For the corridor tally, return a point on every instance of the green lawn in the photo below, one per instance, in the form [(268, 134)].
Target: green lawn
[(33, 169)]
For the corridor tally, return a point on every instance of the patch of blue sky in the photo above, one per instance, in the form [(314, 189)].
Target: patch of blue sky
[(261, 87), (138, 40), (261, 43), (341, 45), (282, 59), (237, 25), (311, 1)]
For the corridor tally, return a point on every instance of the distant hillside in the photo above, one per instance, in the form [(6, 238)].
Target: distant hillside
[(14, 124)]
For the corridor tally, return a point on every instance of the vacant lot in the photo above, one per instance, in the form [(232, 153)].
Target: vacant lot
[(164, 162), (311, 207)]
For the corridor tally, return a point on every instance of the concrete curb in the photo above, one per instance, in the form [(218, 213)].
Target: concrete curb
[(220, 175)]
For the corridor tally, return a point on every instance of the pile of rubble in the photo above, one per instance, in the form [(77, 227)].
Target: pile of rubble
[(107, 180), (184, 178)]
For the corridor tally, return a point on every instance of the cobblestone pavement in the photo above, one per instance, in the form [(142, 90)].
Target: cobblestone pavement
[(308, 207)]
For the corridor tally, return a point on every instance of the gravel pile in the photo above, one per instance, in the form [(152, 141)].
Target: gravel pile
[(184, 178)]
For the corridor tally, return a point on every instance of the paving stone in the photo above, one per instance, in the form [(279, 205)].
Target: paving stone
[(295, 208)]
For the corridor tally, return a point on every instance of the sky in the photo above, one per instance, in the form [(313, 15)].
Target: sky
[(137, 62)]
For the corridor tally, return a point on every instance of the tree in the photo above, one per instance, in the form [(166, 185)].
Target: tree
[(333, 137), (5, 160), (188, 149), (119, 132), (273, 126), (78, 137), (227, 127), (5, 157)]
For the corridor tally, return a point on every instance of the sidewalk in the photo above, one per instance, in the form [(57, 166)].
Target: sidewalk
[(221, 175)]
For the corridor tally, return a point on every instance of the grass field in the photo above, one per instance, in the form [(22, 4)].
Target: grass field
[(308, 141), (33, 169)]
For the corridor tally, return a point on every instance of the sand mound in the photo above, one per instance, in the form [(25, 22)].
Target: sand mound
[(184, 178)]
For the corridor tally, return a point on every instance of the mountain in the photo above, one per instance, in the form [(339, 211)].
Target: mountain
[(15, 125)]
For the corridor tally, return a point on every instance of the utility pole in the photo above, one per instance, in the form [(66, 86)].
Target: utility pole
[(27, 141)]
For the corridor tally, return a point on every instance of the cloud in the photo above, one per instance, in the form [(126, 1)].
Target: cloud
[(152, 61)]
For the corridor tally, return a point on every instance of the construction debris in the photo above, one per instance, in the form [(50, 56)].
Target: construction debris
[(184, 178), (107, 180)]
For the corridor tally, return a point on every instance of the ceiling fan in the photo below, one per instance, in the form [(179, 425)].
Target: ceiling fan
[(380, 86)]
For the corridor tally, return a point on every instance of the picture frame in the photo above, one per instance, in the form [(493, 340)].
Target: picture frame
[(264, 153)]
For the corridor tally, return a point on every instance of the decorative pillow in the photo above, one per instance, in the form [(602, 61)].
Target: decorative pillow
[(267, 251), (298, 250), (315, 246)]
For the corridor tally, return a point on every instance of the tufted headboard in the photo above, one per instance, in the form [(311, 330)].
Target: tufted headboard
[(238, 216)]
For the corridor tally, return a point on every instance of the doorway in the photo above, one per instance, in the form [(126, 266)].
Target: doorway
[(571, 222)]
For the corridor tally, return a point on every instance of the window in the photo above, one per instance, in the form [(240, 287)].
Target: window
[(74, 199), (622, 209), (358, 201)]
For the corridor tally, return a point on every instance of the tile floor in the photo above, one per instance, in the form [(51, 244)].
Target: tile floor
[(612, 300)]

> _How to complete this task_: Copy every record exactly.

> _Reply to the task_:
For the corridor tally, return a point on every instance of the green lawn in the photo below, one per instance, in the form [(268, 134)].
Target: green lawn
[(33, 169)]
For the corridor tally, return a point on every instance of the patch of blue sky in the photo above, one per instance, in the form [(314, 189)].
Target: patch of blue sky
[(261, 87), (138, 40), (261, 43), (341, 45), (282, 59), (237, 25), (311, 1)]
For the corridor tally, return a point on every instance of the distant hillside in the photo above, one per instance, in the form [(6, 238)].
Target: distant hillside
[(14, 124)]
For the corridor tally, return a point on every instance of the vacant lot in the photo above, one per instance, in the form [(232, 153)].
Target: vacant lot
[(164, 162), (311, 207)]
For the corridor tally, return a point on every instance of the concrete curb in the photo above, one per instance, in the form [(218, 213)].
Target: concrete curb
[(220, 175)]
For the corridor tally, return a point on every instance of the pile of rubble in the photo above, one per instance, in the form [(77, 227)].
Target: pile of rubble
[(107, 180), (184, 178)]
For the corridor tally, return a point on every instance of the cobblestone pavement in the photo above, one per instance, in the form [(142, 90)].
Target: cobblestone pavement
[(308, 207)]
For the corridor tally, return a point on every instance of the gravel pile in the photo above, one per instance, in the form [(152, 141)].
Target: gravel pile
[(184, 178)]
For the corridor tally, return a point on every instance of the paving stone in the photo above, one per instance, in the form [(279, 205)].
Target: paving stone
[(295, 208)]
For the corridor tally, return a point on every instance of the sky in the photo above, one per instance, in the form [(313, 15)].
Target: sky
[(137, 62)]
For the corridor tally, return a point on every instance of the tree in the photo above, one per instance, in the form [(166, 185)].
Target: tree
[(333, 137), (5, 160), (188, 149), (119, 132), (273, 126), (78, 137), (227, 127), (5, 157)]
For the corridor tally, return a point on every instance of the sidewalk in the photo above, one per instance, in the form [(57, 166)].
Target: sidewalk
[(221, 175)]
For the corridor tally, return a point on every instance of the grass field in the photo above, one per instance, in the form [(22, 4)].
Target: grass field
[(308, 141), (33, 169)]
For the corridor tally, return a point on every instance of the sand mound in the photo above, one per instance, in the form [(25, 22)].
Target: sand mound
[(184, 178)]
For the corridor tally, return a point on every instance of the mountain in the photo above, one per instance, in the form [(339, 211)].
Target: mountain
[(15, 125)]
For the corridor tally, return a point on every instance of the utility pole in the photo above, one per instance, in the form [(66, 86)].
Target: utility pole
[(27, 141)]
For the corridor tally, return a point on every instance of the cloud in the photo above, one per instance, in the form [(126, 1)].
Target: cloud
[(152, 61)]
For the corridor tally, return a point on every instance of the construction debris in the photo above, one per instance, in the form [(50, 56)].
Target: construction debris
[(184, 178), (107, 180)]
For the corridor tally, return a point on every instance of the ceiling fan in the photo below, one per instance, in the form [(179, 425)].
Target: ceiling fan
[(380, 86)]
For the corridor tally, return a point on every instance of the picture frame in the photo above, one per instance, in the form [(493, 340)].
Target: picture frame
[(264, 153)]
For the corridor tally, return a point on every instance of the decorative pillow in the photo above, one per instance, in the form [(602, 61)].
Target: decorative pillow
[(267, 251), (298, 250), (315, 246)]
For the corridor tally, return a point on every instance of the tufted headboard in the photo above, one per instance, in the form [(311, 330)].
Target: tufted headboard
[(238, 216)]
For the corridor tally, return a point on every instance of the doorway in the photo above, one per instance, in the form [(126, 266)].
Target: doorway
[(571, 222)]
For the corridor tally, return a point on every instance of the window in the photo above, one per instance, in the form [(240, 287)].
Target: window
[(74, 199), (622, 209), (358, 201)]
For the corridor tally, return a point on every instance of the tile floor in the photo above, one per instance, in the form [(51, 244)].
Target: tile floor
[(612, 300)]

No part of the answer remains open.